## Consigne:
Rédigez la suite du texte sur la guerre dénoncée en chansons, à partir de l'endroit où il s'arrête.

## Texte:
LA GUERRE « RÉACTIVÉE » ET DÉNONCÉE EN CHANSONS
Longévité et réactivations dénonciatrices

Entre 1917 et 1918, Bertolt Brecht écrit le texte très subversif de Die Legende vom toten Soldaten qu’il met lui-même en musique sur une mélodie simple, celle d’une valse lancinante composée sur un ton mineur (qui tranche avec le ton majeur et euphorisant de bien des chants nationalistes). Les paroles de cette chanson paraissent en 1922 en annexe du drame Trommeln in der Nacht (Brecht 1922), puis en 1927, dans le recueil Bertolt Brechts Hauspostille (Brecht 1927). Elle sera notamment immortalisée par l’interprétation de Ernst Busch

https://www.youtube.com/watch?v=o9pAPnKUBAM [consulté 5.7.2021].

## Lignes fournies:
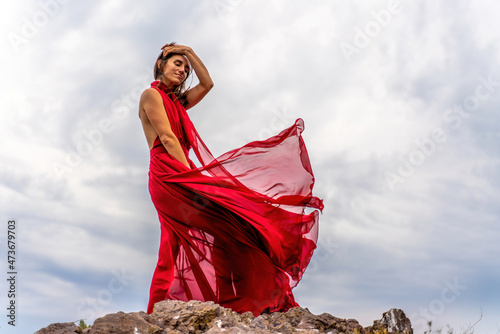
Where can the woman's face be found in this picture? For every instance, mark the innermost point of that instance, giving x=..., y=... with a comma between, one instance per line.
x=175, y=70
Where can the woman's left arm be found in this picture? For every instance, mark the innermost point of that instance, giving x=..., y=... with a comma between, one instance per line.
x=198, y=92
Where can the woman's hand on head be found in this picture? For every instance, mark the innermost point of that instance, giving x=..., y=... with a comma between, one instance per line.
x=169, y=48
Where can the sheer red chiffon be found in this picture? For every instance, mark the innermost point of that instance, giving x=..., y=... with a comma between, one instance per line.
x=235, y=230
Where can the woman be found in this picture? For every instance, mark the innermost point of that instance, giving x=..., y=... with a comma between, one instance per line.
x=233, y=231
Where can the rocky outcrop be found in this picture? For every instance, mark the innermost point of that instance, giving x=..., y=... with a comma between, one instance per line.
x=176, y=317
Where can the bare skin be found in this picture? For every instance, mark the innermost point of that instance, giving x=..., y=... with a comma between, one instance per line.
x=151, y=110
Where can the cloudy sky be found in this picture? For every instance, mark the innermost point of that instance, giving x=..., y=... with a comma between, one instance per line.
x=400, y=102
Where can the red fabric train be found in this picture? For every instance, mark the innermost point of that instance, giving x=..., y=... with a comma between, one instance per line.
x=235, y=230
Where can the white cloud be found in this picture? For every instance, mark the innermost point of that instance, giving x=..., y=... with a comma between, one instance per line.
x=271, y=62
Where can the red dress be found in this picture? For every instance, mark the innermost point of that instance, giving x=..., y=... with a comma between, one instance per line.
x=235, y=230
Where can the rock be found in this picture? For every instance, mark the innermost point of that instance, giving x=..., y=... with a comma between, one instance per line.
x=393, y=321
x=177, y=317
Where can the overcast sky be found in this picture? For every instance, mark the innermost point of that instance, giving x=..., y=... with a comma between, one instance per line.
x=400, y=103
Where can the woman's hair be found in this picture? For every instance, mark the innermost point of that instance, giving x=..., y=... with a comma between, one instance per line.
x=180, y=90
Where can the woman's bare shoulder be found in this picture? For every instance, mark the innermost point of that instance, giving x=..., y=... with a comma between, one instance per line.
x=150, y=93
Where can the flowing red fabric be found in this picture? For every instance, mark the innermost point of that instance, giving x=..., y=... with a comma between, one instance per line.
x=235, y=230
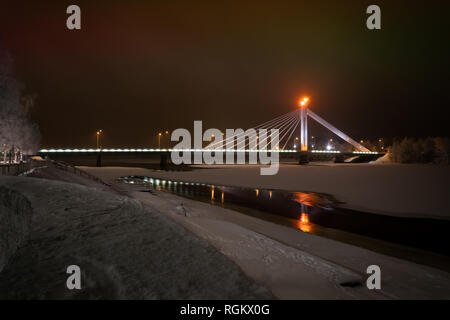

## Réponse:
. Avec l’humour noir d’un Otto Dix, le narrateur nous raconte comment, dans les derniers mois de la guerre, le cadavre d’un soldat allemand, tombé plus ou moins volontairement au champ d’honneur, est jugé déserteur et forcé de reprendre du service: Und als der Krieg im vierten Lenz Keinen Ausblick auf Frieden bot Da zog der Soldat seine Konsequenz Und starb den Heldentod. Der Krieg war aber noch nicht gar Drum tat es dem Kaiser leid Daß sein Soldat gestorben war: Es schien ihm noch vor der Zeit. […] Es zog die ärztliche Kommission Zum Gottesacker hinaus Und grub mit geweihtem Spaten den Gefallnen Soldaten aus. […] Und der Doktor fand, der Soldat war k. v. [kriegsverwendungsfähig] Und er drückte sich vor der Gefahr. Und sie nahmen sogleich den Soldaten mit;

La métaphore du soldat mort, forcé de repartir au combat, illustre ironiquement la désespérance, l’arbitraire et l’absurdité des derniers mois de la Grande Guerre. L’image macabre du combattant déterré suggère l’idée que les soldats deviennent tous des morts-vivants en puissance, des marionnettes animées par un pouvoir arbitraire (de nature politico-religieuse), et « ranimées » par l’alcool, les infirmières, les prostituées, la musique militaire, le tout sur fond de propagande impériale héroïsante : Sie schütteten ihm einen feurigen Schnaps In den verwesten Leib Und hängten zwei Schwestern in seinen Arm Und ein halb entblößtes Weib. Und weil der Soldat nach Verwesung stinkt Drum hinkt ein Pfaffe voran Der über ihn ein Weihrauchfaß schwingt Daß er nicht stinken kann. Voran die Musik mit Tschindrara Spielt einen flotten Marsch.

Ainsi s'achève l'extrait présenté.